··· PROVIDED INFORMATION
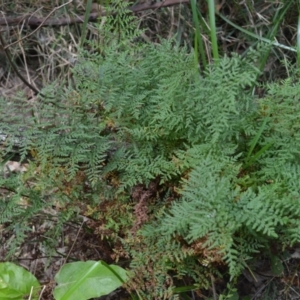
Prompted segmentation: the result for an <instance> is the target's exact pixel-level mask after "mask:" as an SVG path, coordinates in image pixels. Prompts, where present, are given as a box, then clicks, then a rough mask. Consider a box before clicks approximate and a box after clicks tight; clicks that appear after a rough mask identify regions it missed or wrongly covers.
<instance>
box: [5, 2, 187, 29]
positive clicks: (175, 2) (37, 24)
mask: <svg viewBox="0 0 300 300" xmlns="http://www.w3.org/2000/svg"><path fill="white" fill-rule="evenodd" d="M188 2H190V0H164V1H161V2H155V3H144V4H140V5H135V6H130V7H129V8H128V9H129V10H131V11H132V12H134V13H136V12H141V11H144V10H149V9H159V8H161V7H168V6H174V5H178V4H182V3H188ZM105 15H106V14H105V12H93V13H91V14H90V17H89V22H97V20H98V18H99V17H101V16H102V17H103V16H105ZM83 21H84V15H83V16H76V17H72V18H70V17H67V18H60V19H57V18H53V19H45V18H44V19H40V18H37V17H34V16H32V15H25V16H21V17H7V18H0V26H13V25H19V24H21V23H23V24H24V23H25V24H26V25H29V26H31V27H33V28H36V27H42V26H43V27H46V26H48V27H54V26H65V25H70V24H75V23H83Z"/></svg>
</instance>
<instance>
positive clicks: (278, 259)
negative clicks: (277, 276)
······
Recast all of the data above as a numbered list with blank lines skipped. Leave the picture out.

1. Prompted segmentation: the result for an <instance> is the target's exact pixel-level mask after "mask:" as an SVG path, coordinates in image pixels. Prompts, where present, are given as a box, then clicks, then a rough mask. Consider a box before clicks approximate and a box after clicks tight; clicks that appear after a rough mask identify regions it missed or wrongly covers.
2. <instance>
3. box: [5, 2, 187, 29]
4. positive clicks: (175, 2) (37, 24)
5. mask: <svg viewBox="0 0 300 300" xmlns="http://www.w3.org/2000/svg"><path fill="white" fill-rule="evenodd" d="M188 2H190V0H164V1H161V2H155V3H144V4H140V5H135V6H130V7H129V8H128V9H129V10H131V11H132V12H134V13H136V12H141V11H144V10H149V9H159V8H161V7H168V6H174V5H178V4H182V3H188ZM105 15H106V14H105V12H93V13H91V14H90V17H89V22H97V20H98V18H99V17H101V16H102V17H103V16H105ZM83 21H84V15H83V16H76V17H72V18H70V17H67V18H60V19H57V18H53V19H45V18H44V19H40V18H37V17H34V16H32V15H25V16H21V17H7V18H0V26H13V25H19V24H21V23H23V24H24V23H25V24H26V25H29V26H31V27H33V28H36V27H42V26H43V27H46V26H48V27H54V26H65V25H70V24H75V23H83Z"/></svg>
6. </instance>
7. <instance>
8. positive clicks: (278, 259)
9. negative clicks: (277, 276)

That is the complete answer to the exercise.